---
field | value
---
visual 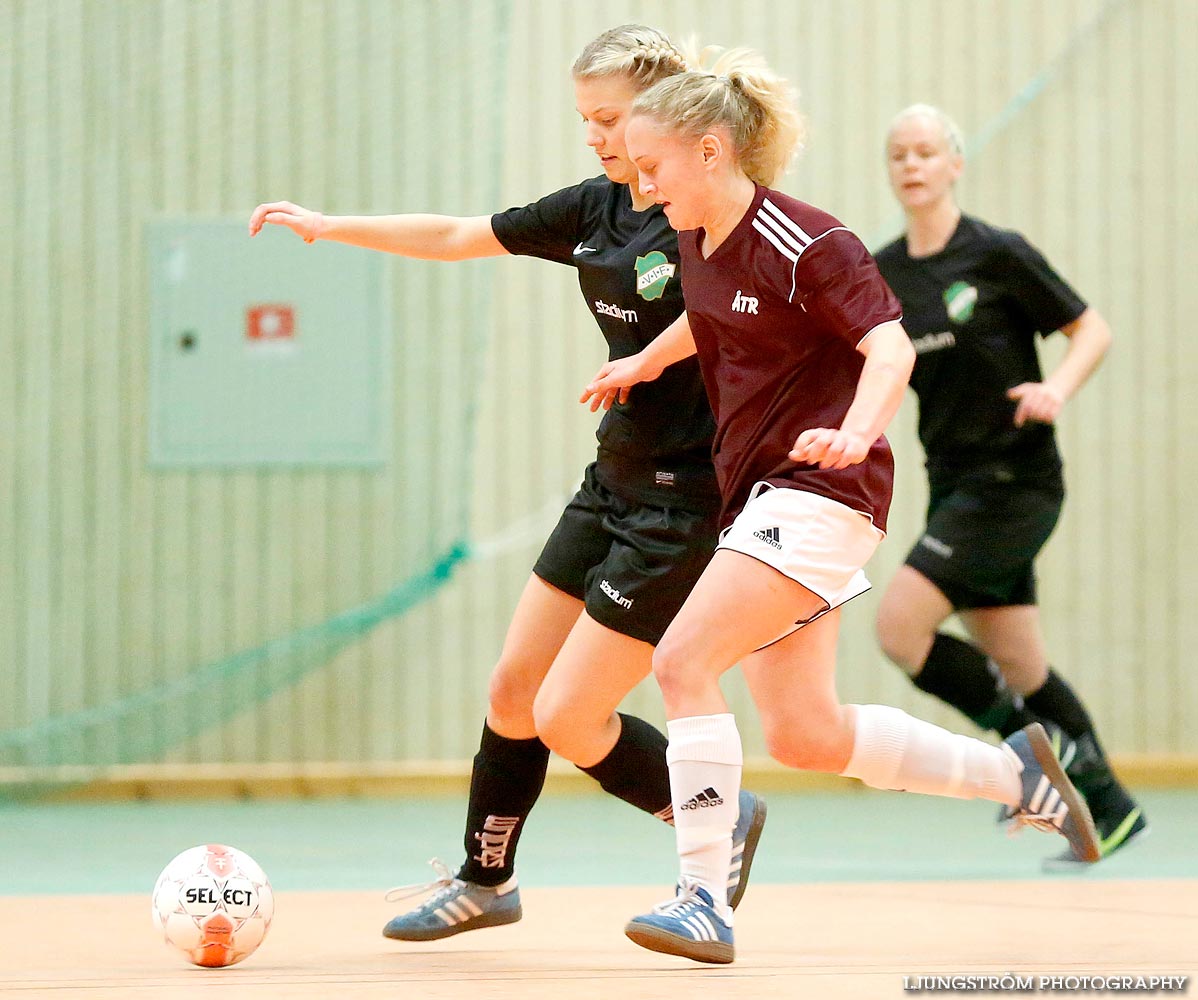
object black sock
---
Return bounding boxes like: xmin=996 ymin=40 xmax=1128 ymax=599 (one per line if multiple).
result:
xmin=1023 ymin=667 xmax=1094 ymax=740
xmin=912 ymin=632 xmax=1035 ymax=738
xmin=579 ymin=713 xmax=673 ymax=823
xmin=458 ymin=723 xmax=549 ymax=885
xmin=1027 ymin=668 xmax=1135 ymax=814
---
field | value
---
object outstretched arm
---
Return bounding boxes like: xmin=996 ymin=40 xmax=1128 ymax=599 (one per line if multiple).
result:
xmin=1006 ymin=309 xmax=1111 ymax=428
xmin=249 ymin=201 xmax=507 ymax=260
xmin=789 ymin=320 xmax=915 ymax=468
xmin=579 ymin=313 xmax=695 ymax=413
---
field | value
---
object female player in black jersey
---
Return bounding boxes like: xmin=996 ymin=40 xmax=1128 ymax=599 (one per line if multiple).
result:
xmin=877 ymin=104 xmax=1146 ymax=867
xmin=249 ymin=25 xmax=766 ymax=940
xmin=583 ymin=50 xmax=1097 ymax=963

_ _ _ _

» **DIRECTIONS**
Rewrite all of the items above, replacing "outstretched arm" with "extended arm" and keeping everything else the same. Leave the pictures out.

» **EXERCISE OUTPUT**
---
field | value
---
visual 
object black sock
---
Return bounding boxes like: xmin=996 ymin=40 xmax=1128 ymax=599 (one per line if multiple).
result:
xmin=1023 ymin=667 xmax=1094 ymax=740
xmin=912 ymin=632 xmax=1035 ymax=738
xmin=579 ymin=713 xmax=673 ymax=823
xmin=458 ymin=723 xmax=549 ymax=885
xmin=1027 ymin=668 xmax=1135 ymax=814
---
field | value
---
object extended arm
---
Return bounding boxes like: xmin=996 ymin=40 xmax=1128 ymax=599 (one per line if multiple).
result:
xmin=1006 ymin=309 xmax=1111 ymax=428
xmin=249 ymin=201 xmax=507 ymax=260
xmin=789 ymin=320 xmax=915 ymax=468
xmin=579 ymin=313 xmax=695 ymax=413
---
field | value
---
object female player in black jersey
---
Return bounding boxes like: xmin=996 ymin=40 xmax=1128 ymax=599 (one per line if multiple).
result:
xmin=877 ymin=104 xmax=1146 ymax=867
xmin=249 ymin=25 xmax=766 ymax=940
xmin=583 ymin=50 xmax=1097 ymax=963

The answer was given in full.